→ Task prompt
Locate the word "Target" in the material, then show every line that holds it.

→ Source data
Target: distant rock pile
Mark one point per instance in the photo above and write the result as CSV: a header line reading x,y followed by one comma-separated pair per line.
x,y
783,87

* * *

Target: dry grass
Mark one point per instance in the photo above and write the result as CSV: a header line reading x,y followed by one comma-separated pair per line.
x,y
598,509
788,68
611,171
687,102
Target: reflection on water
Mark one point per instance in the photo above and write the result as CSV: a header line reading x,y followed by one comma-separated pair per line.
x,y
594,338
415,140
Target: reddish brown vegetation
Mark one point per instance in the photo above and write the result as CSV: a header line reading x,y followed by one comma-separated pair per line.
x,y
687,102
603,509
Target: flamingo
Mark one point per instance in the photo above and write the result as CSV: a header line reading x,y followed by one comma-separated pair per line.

→ Solution to this problem
Target: distant rock pile
Target: dry grass
Target: reflection on water
Target: reddish brown vegetation
Target: flamingo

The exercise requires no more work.